_What needs to be done_:
Filter the items below and copy out every line that contains the word "blue".

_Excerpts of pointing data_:
Begin
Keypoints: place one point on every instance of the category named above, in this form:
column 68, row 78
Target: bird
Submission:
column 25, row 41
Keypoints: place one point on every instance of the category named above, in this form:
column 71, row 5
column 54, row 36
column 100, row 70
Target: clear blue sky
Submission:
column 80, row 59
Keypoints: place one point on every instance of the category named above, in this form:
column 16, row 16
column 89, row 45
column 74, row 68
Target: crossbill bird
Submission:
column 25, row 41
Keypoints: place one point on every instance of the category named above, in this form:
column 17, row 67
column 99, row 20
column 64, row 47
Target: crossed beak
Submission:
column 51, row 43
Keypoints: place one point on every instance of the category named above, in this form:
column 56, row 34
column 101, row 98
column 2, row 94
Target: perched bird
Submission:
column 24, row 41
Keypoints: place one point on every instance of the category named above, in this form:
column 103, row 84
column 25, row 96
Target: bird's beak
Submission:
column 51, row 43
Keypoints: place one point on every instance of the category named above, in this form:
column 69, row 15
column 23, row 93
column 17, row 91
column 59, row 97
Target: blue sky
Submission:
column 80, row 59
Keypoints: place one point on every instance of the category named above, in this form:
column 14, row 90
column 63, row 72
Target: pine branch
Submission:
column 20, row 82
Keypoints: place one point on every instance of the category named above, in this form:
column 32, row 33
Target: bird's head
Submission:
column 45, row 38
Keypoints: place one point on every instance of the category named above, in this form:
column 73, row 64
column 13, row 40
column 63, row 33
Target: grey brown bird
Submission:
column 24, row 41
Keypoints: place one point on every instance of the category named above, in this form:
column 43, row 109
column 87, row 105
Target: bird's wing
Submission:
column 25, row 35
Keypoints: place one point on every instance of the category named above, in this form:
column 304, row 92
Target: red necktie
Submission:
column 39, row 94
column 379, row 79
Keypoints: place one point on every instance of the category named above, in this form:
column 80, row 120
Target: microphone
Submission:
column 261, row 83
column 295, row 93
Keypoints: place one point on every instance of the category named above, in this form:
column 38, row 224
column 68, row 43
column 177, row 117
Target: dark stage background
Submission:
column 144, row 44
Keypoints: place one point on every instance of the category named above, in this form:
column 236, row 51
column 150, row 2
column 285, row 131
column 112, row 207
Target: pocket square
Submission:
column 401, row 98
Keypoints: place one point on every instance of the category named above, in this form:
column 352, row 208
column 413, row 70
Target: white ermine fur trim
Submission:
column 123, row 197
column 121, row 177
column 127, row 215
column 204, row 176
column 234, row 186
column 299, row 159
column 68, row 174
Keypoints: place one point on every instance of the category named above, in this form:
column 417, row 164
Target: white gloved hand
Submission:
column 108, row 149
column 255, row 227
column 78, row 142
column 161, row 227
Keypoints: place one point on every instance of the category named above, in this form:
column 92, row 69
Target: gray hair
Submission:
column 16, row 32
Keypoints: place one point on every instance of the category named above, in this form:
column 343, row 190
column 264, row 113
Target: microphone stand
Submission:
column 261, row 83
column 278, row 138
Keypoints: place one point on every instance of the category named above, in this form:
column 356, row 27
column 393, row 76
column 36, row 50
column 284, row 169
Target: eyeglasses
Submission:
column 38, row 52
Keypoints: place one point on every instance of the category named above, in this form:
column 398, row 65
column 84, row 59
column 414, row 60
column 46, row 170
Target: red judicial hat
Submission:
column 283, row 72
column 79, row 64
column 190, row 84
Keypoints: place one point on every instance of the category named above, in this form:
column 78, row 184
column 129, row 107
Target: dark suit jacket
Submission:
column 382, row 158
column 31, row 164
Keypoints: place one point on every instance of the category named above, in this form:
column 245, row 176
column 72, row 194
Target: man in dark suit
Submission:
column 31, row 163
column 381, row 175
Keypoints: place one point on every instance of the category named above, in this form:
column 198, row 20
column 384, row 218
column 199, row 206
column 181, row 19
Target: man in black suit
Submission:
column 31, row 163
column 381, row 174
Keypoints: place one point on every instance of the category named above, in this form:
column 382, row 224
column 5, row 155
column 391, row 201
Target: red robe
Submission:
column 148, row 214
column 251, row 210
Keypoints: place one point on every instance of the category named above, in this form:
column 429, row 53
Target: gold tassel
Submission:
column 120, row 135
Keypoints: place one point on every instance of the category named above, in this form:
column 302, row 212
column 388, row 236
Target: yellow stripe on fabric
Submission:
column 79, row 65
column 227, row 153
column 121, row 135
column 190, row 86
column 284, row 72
End
Begin
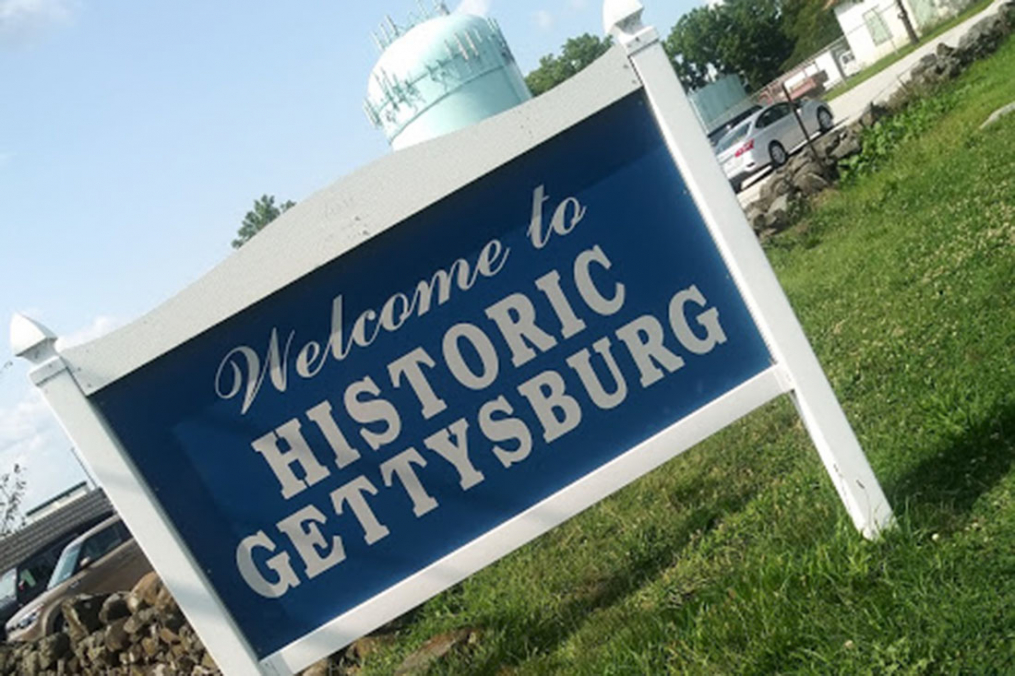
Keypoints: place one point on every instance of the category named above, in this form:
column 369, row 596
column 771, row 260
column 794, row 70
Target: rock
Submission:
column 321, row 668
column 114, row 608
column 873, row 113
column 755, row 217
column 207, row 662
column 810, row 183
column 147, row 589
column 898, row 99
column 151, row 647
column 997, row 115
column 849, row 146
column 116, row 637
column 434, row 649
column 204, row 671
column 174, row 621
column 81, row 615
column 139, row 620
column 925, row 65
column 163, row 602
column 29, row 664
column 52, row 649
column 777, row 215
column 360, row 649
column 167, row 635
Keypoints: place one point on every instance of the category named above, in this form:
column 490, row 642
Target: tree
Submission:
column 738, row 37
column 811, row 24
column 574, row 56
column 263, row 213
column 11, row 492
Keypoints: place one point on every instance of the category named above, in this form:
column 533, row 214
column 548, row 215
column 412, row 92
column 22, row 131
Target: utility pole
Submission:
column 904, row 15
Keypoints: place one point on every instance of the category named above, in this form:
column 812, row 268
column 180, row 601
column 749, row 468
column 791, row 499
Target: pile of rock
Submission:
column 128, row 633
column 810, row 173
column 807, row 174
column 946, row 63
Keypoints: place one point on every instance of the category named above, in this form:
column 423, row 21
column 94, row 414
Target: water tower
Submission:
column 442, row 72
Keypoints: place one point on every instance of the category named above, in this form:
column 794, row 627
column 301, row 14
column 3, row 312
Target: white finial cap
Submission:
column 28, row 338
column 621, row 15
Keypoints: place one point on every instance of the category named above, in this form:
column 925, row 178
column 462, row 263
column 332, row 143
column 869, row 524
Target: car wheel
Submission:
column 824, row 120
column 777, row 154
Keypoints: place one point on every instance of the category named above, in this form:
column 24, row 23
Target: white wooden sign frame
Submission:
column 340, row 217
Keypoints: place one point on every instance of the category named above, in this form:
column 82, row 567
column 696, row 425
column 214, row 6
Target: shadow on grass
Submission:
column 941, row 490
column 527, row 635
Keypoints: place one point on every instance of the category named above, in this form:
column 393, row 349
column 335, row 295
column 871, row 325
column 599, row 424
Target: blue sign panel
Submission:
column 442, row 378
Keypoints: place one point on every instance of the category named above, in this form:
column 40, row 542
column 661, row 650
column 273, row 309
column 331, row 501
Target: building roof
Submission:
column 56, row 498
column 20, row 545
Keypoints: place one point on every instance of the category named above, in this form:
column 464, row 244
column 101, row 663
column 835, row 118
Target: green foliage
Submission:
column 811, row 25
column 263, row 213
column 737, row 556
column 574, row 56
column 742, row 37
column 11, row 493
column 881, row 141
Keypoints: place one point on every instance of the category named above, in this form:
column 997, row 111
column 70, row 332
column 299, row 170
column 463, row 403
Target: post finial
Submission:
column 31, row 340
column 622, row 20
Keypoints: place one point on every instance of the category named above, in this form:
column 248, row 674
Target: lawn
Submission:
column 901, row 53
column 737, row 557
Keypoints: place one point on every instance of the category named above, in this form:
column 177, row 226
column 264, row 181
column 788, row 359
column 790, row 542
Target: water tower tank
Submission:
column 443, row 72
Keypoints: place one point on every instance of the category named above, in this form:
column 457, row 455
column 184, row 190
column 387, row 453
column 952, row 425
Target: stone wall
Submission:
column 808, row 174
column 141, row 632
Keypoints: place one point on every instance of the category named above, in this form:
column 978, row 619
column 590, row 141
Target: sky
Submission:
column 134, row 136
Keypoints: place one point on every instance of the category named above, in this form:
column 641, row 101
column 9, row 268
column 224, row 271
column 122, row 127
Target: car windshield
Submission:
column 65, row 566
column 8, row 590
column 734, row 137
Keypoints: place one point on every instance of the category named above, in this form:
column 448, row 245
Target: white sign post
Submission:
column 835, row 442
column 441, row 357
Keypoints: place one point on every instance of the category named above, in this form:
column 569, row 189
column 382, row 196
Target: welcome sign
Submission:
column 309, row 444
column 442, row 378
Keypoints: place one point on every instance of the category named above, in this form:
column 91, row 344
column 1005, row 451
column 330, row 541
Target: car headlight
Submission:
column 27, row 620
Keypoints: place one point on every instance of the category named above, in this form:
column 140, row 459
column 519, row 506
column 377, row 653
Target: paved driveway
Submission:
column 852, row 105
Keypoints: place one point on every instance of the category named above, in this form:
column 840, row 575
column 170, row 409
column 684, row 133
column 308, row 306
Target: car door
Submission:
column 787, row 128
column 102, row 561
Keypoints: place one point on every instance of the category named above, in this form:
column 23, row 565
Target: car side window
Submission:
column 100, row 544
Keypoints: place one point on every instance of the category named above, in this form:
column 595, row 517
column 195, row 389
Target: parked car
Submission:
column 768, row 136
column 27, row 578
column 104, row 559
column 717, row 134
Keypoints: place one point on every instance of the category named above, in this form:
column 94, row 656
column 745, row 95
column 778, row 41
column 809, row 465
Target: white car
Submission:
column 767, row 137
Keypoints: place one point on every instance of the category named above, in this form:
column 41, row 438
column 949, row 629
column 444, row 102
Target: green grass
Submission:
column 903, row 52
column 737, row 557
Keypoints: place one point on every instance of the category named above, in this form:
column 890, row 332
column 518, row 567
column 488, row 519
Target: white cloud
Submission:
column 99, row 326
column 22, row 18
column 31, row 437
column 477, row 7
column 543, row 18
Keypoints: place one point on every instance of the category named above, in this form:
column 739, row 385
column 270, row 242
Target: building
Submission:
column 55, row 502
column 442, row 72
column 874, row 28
End
_Correct response_:
Target: clear blue sky
Target: blue sky
Target: blue sign panel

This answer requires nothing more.